> Bereitgestellter Text:
Spiel 2: Der Genickbruch für den EVZ

Das zweite Spiel war ohne Frage das beste Spiel dieser Serie. Die Zuschauer bekamen hochstehendes Eishockey geboten, es fehlten einzig Tore. Auch in Spiel 2 waren es wieder die Zuger, die sich selber schlugen. Nach einer umstrittenen Videoanalyse erhielt Andreas Eder vier Strafminuten wegen hohen Stocks aufgebrummt. Die Strafe war deshalb umstritten, weil zwischen der Aktion von Eder und dem Unterbruch 38 Sekunden vergingen – und die Schiris für die Videokonsultation extra das Spiel unterbrachen. Kaum war Eder zurück, traf Andrighetto. Weil Michaelis in der Schlussphase eine hundertprozentige Chance vergab, gewannen die Zürcher mit 0:1. Es sollte der Knackpunkt in der Serie werden.

Spiel 3: Abgeklärte Zürcher lassen dem EVZ keine Chance

In Spiel 3 war der ZSC erstmals über das ganze Spiel hinweg die bessere Mannschaft. Aus Zuger Sicht bekam das Spiel durch das überraschende Comeback von Brian O’Neill eine emotionale Komponente, doch diese hatte keinen positiven Einfluss. Tatsächlich wurde O’Neill zum tragischen Helden, weil er nach 12 Sekunden bereits eine Strafe fasste und der ZSC das Powerplay in den Führungstreffer ummünzen konnte. In der 22. Minute fasste er erneut eine Strafe, dieses Mal traf der ZSC kurz nach Ablauf der Strafe. Nach dem etwas glücklichen Anschlusstreffer durch Niklas Hansson erhöhten die Zürcher noch vor der zweiten Drittelspause auf 3:1. Dank des Treffers von Fabrice Herzog wurde es kurz vor Schluss nochmals spannend, am Ende gewannen die Zürcher verdient mit 5:2.

> Bereitgestellte Daten:
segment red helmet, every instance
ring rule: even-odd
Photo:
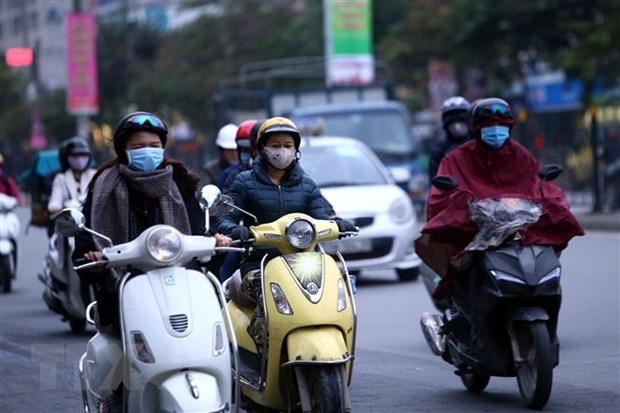
[[[252,129],[258,121],[256,119],[244,120],[239,124],[237,129],[237,135],[235,140],[237,142],[237,148],[253,148],[256,146],[256,133],[252,133]]]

> Gestellte Aufgabe: Fasse den Absatz des Spielberichts, der mit „In Spiel 3 war der ZSC“ beginnt, als kurze Stichpunktliste mit seinen wichtigsten Fakten zusammen.

> Ergebnis:
- Der ZSC war erstmals über das ganze Spiel hinweg die bessere Mannschaft.
- Das überraschende Comeback von Brian O’Neill gab dem Spiel aus Zuger Sicht eine emotionale Komponente, wirkte sich aber nicht positiv aus.
- O’Neill erhielt nach 12 Sekunden eine Strafe, und der ZSC nutzte das Powerplay zum Führungstreffer.
- In der 22. Minute erhielt O’Neill erneut eine Strafe, und der ZSC traf kurz nach deren Ablauf.
- Nach dem etwas glücklichen Anschlusstreffer durch Niklas Hansson erhöhten die Zürcher noch vor der zweiten Drittelspause auf 3:1.
- Ein Treffer von Fabrice Herzog machte es kurz vor Schluss nochmals spannend.
- Die Zürcher gewannen verdient mit 5:2.